Text segment ▸
┌──

ITEM 3. QUANTITATIVE
AND QUALITATIVE DISCLOSURES ABOUT MARKET RISK
The
primary objective of the following information is to provide forward-looking
quantitative and qualitative information about our potential exposure to market
risks. The term “market risk” refers to the risk of loss arising from adverse
changes in interest rates and oil and gas prices. The disclosures are not meant
to be precise indicators of expected future losses, but rather indicators of
reasonable possible losses. This forward-looking information provides indicators
of how we view and manage our ongoing market risk exposures. All of our market
risk sensitive instruments were entered into for purposes other than
trading.
General
All of
our assets and liabilities are denominated in U.S. dollars, and as a result, we
do not have exposure to currency exchange risks.
We are
exposed to various market risks, principally fluctuating interest rates and
changes in commodity prices. These risks can impact our results of operations,
cash flows and financial position. We manage these risks through regular
operating and financing activities and periodically use derivative financial
instruments.
The
following analysis presents the effect on our earnings, cash flows and financial
position as if the hypothetical changes in market risk factors occurred on March
31, 2005. Only the potential impacts of hypothetical assumptions are analyzed.
The analysis does not consider other possible effects that could impact our
business.

└──

[Raw records]
┌──

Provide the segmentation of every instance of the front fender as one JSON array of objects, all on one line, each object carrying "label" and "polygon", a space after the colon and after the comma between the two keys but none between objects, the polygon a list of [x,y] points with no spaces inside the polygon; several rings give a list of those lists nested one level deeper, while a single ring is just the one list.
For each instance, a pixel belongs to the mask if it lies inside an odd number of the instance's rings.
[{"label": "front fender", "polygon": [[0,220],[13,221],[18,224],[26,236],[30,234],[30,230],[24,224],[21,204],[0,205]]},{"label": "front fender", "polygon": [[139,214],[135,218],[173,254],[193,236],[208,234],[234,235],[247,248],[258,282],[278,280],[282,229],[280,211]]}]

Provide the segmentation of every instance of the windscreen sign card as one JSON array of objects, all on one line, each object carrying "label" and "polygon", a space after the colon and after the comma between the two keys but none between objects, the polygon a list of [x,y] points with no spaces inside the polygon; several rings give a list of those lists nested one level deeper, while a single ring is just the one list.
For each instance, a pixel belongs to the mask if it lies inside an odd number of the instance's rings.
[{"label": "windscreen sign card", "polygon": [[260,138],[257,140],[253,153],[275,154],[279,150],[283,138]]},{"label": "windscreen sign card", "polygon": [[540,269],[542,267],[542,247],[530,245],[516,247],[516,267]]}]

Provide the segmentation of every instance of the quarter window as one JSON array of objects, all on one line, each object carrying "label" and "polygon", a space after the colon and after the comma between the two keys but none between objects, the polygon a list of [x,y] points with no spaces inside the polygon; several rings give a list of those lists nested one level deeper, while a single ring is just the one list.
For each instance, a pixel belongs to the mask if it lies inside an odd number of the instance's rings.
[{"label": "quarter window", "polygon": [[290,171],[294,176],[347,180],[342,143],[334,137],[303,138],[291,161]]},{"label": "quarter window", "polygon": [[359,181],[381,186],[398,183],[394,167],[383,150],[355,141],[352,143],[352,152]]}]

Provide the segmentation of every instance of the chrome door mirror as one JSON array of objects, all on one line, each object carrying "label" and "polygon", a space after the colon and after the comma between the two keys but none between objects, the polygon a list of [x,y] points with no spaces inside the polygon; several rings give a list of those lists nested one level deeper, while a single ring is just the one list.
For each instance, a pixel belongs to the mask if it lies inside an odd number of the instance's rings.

└──

Instructions ▸
1. According to the market risk disclosure, why does the company have no exposure to currency exchange risks?
2. Resume the market risk disclosure, picking up right after its final sentence.

Expected responses ▸
1. All of its assets and liabilities are denominated in U.S. dollars.

2.
Interest
Rate Risk At March
31, 2005, we had a $90.0 million revolving credit facility ($10.0 million
outstanding) and a $43.7 million term loan ($43.7 million outstanding) to fund
the expansion of our existing gathering systems and the acquisitions of other
natural gas gathering systems. The weighted average interest rate for these
borrowings was 5.51% at March 31, 2005.
Holding
all other variables constant, if interest rates hypothetically increased or
decreased by 10%, our net annual income would change by approximately
$297,000.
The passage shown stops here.